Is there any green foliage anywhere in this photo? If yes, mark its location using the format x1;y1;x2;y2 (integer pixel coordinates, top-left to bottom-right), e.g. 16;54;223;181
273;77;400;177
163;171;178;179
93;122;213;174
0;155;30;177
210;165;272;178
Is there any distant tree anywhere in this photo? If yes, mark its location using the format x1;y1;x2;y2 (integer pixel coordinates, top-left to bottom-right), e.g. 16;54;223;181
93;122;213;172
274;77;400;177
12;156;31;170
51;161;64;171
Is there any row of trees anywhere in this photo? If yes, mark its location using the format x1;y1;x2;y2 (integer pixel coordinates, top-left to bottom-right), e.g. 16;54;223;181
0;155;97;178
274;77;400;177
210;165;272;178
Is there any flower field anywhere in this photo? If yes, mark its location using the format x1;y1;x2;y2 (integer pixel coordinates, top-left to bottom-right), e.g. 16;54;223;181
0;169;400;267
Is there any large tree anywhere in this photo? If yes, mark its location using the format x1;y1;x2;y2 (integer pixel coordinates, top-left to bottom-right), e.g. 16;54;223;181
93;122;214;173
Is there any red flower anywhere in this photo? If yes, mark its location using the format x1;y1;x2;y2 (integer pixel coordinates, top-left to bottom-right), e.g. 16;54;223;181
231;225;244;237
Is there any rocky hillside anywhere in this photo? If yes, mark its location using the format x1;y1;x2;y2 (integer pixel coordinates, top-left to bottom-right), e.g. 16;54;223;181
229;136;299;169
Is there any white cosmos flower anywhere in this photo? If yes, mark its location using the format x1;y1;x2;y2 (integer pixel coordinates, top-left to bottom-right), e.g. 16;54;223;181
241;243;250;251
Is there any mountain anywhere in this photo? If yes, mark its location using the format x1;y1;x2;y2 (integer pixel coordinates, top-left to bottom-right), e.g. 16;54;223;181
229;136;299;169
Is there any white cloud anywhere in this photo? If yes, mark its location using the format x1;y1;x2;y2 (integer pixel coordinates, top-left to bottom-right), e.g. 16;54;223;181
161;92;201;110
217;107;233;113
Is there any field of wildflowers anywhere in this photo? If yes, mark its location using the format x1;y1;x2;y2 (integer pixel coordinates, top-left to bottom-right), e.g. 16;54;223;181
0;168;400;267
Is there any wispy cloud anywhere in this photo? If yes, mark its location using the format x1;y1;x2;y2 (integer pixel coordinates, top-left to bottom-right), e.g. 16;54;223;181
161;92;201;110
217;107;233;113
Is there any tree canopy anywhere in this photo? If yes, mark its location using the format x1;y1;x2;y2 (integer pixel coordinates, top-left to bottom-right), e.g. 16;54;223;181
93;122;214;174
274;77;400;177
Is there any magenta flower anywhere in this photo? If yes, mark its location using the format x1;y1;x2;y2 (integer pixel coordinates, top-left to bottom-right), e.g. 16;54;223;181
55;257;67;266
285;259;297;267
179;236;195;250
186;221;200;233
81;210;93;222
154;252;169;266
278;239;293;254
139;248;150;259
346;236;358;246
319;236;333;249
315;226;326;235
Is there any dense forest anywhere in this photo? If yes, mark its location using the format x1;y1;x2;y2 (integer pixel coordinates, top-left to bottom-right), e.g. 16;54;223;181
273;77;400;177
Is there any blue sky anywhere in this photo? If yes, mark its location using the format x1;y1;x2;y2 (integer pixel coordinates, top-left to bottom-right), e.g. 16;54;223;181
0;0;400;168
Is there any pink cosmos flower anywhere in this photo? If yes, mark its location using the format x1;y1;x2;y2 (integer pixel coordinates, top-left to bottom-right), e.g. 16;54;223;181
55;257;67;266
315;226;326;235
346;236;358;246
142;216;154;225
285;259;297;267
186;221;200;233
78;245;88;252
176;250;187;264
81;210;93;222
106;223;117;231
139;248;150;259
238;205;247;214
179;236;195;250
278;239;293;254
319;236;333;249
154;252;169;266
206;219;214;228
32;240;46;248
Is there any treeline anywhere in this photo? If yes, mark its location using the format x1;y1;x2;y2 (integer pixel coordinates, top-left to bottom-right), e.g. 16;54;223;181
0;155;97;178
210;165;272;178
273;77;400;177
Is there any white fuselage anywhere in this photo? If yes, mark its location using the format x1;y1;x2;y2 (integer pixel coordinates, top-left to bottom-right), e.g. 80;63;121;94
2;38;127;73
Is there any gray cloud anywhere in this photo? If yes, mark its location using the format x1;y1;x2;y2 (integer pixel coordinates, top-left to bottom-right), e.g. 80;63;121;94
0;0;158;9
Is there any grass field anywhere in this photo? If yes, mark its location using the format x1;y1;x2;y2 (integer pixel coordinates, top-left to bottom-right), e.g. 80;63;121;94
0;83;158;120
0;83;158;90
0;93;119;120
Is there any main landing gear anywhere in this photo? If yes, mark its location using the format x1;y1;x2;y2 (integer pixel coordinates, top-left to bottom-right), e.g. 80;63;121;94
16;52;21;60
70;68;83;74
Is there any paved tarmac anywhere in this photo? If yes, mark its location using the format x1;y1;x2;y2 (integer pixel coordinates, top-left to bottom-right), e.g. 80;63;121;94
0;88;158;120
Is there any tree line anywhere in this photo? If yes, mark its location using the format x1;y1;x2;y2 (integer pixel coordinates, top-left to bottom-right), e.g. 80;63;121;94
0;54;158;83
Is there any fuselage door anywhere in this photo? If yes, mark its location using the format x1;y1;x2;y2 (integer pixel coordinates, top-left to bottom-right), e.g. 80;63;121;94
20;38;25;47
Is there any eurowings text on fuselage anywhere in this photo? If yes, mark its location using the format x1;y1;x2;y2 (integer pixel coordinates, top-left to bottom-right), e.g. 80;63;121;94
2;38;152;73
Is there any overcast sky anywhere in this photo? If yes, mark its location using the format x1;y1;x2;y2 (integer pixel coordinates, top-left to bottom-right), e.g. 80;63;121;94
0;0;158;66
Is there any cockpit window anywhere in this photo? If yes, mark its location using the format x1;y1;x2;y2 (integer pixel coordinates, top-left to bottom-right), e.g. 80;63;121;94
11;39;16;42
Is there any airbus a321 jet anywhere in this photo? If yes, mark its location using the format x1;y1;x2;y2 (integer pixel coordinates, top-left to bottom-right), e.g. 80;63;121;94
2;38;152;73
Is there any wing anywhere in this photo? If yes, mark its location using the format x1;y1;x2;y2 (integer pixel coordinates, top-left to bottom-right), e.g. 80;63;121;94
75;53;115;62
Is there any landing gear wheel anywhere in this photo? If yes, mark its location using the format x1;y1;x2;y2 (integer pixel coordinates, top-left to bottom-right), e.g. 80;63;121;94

=====

Copy every one of the entries above word for word, with no changes.

* Written solution:
Is there any green foliage anywhere in this photo? If yes, mark its location using the format x1;y1;x2;y2 (integer pixel coordinates, top-left to bottom-right), e.g. 16;54;223;181
273;77;400;177
163;171;178;179
93;122;213;174
0;155;30;177
210;165;272;178
Is there any distant tree anywhere in this photo? If yes, mark its location using the format x1;y1;x2;y2 (integer pixel coordinates, top-left to bottom-right), e.g. 16;54;223;181
93;122;213;172
274;77;400;177
12;156;31;170
51;161;64;171
Is there any row of trees anywhere in this photo? If yes, mark its location using the format x1;y1;x2;y2 (integer pixel coordinates, top-left to bottom-right), e.g. 16;54;223;181
0;155;97;178
274;77;400;177
210;165;272;178
Is there any flower field anywhere in this photo? If yes, mark its location using the format x1;y1;x2;y2 (integer pixel coordinates, top-left to bottom-right), e.g. 16;54;223;181
0;169;400;267
Is there any large tree anywhere in this photo? If yes, mark its location using the format x1;y1;x2;y2 (integer pixel coordinates, top-left to bottom-right), e.g. 16;54;223;181
93;122;214;173
Is there any red flower anywhere in this photo? If yes, mark its location using the format x1;y1;x2;y2 (integer pixel coordinates, top-left to bottom-right), e.g. 16;54;223;181
231;225;244;237
Is there any rocky hillside anywhere in this photo? If yes, mark its location using the format x1;y1;x2;y2 (integer pixel coordinates, top-left to bottom-right), e.g. 16;54;223;181
229;136;299;169
Is there any white cosmos flower anywhere in this photo? If yes, mark its location using the format x1;y1;x2;y2 (integer pixel coordinates, top-left to bottom-right), e.g. 16;54;223;181
241;243;250;251
Is there any mountain anywhere in this photo? If yes, mark its location using the format x1;y1;x2;y2 (integer pixel coordinates, top-left to bottom-right), e.g. 16;54;223;181
229;136;299;169
Is there any white cloud anywhere in this photo? If yes, mark its location using the format x1;y1;x2;y2 (integer pixel coordinates, top-left to bottom-right), e.g. 16;54;223;181
161;92;201;110
217;107;233;113
Is there any field of wildflowers anywhere in this photo? If yes, mark its location using the format x1;y1;x2;y2 (integer pixel coordinates, top-left to bottom-right), e.g. 16;54;223;181
0;168;400;267
Is there any wispy cloud anywhere in this photo? If yes, mark its location using the format x1;y1;x2;y2 (integer pixel coordinates, top-left to bottom-right), e.g. 16;54;223;181
161;92;201;110
217;107;233;113
Is there any tree canopy anywhere in this photo? If yes, mark its location using the format x1;y1;x2;y2 (integer pixel coordinates, top-left to bottom-right), e.g. 16;54;223;181
93;122;214;174
274;77;400;177
Is there any magenta flower anywhere in this photo? If yes, mark its location using the format x1;y1;x2;y2 (integer pixel coordinates, top-left to bottom-right), e.g. 16;54;223;181
55;257;67;266
285;259;297;267
179;236;195;250
186;221;200;233
81;210;93;222
154;252;169;266
278;239;293;254
139;248;150;259
346;236;358;246
319;236;333;249
315;226;326;235
Is there any dense forest anywhere in this photo? If yes, mark its location using the format x1;y1;x2;y2 (integer pixel coordinates, top-left to bottom-right), e.g. 16;54;223;181
273;77;400;177
Is there any blue sky anywhere in this photo? If yes, mark its location using the format x1;y1;x2;y2 (integer pixel coordinates, top-left to bottom-right), e.g. 16;54;223;181
0;0;400;168
Is there any pink cosmos flower anywhere in this photo? If yes, mark its location using the format x1;y1;x2;y2 (integer pixel coordinates, top-left to bottom-right), e.g. 16;54;223;181
55;257;67;266
315;226;326;235
346;236;358;246
142;216;154;225
285;259;297;267
186;221;200;233
78;245;88;252
176;250;187;264
81;210;93;222
106;223;117;231
139;248;150;259
238;205;247;214
179;236;195;250
278;239;293;254
319;236;333;249
154;252;169;266
206;219;214;228
32;240;46;248
Is there any treeline anywhere in this photo? If yes, mark its location using the format x1;y1;x2;y2 (integer pixel coordinates, top-left to bottom-right), e.g. 16;54;223;181
0;155;97;178
210;165;272;178
273;77;400;177
Is there any white fuselage anywhere in this photo? If yes, mark its location using the format x1;y1;x2;y2 (integer pixel coordinates, top-left to bottom-right), e.g. 80;63;121;94
2;38;127;73
Is there any gray cloud anywhere in this photo? If yes, mark its location using the format x1;y1;x2;y2 (integer pixel coordinates, top-left to bottom-right), e.g. 80;63;121;94
0;0;158;9
Is there any grass field anywhere in this photo? If yes, mark its location using the format x1;y1;x2;y2 (integer pixel coordinates, top-left to bottom-right), e.g. 80;63;121;94
0;83;158;120
0;83;158;90
0;93;119;120
Is there any main landing gear anywhere in this photo? If yes, mark its location using the format x1;y1;x2;y2 (integer pixel coordinates, top-left to bottom-right), e.g. 80;63;121;94
16;52;21;60
70;68;83;74
Is there any paved tarmac anywhere in this photo? If yes, mark its location using the format x1;y1;x2;y2 (integer pixel coordinates, top-left to bottom-right), e.g. 80;63;121;94
0;88;158;120
Is there any tree line anywhere in this photo? If yes, mark its location using the format x1;y1;x2;y2 (integer pixel coordinates, top-left to bottom-right), e.g. 80;63;121;94
0;54;158;83
Is there any fuselage door anywhere in this photo? If yes, mark its location using the format x1;y1;x2;y2 (integer pixel coordinates, top-left to bottom-right), e.g. 80;63;121;94
20;38;25;47
Is there any eurowings text on fuselage anywhere in this photo? If yes, mark its location using the format x1;y1;x2;y2 (integer pixel coordinates, top-left to bottom-right), e.g. 80;63;121;94
2;38;152;73
Is there any overcast sky anywhere in this photo? If yes, mark its location using the format x1;y1;x2;y2 (integer pixel coordinates, top-left to bottom-right), e.g. 80;63;121;94
0;0;158;66
Is there any cockpit window anywhere in this photo? If yes, mark its location using the format x1;y1;x2;y2 (integer pixel coordinates, top-left to bottom-right), e.g. 80;63;121;94
11;39;16;42
Is there any airbus a321 jet anywhere in this photo? If yes, mark its location using the format x1;y1;x2;y2 (integer pixel coordinates, top-left to bottom-right), e.g. 80;63;121;94
2;38;152;73
Is there any wing anywhere in this photo? If yes, mark its location using the format x1;y1;x2;y2 (integer pixel coordinates, top-left to bottom-right), e.g. 80;63;121;94
75;53;115;62
Is there any landing gear wheel anywhere in this photo? If yes, mark its location using the format x1;y1;x2;y2 (integer pixel coordinates, top-left to bottom-right), e.g. 80;63;121;94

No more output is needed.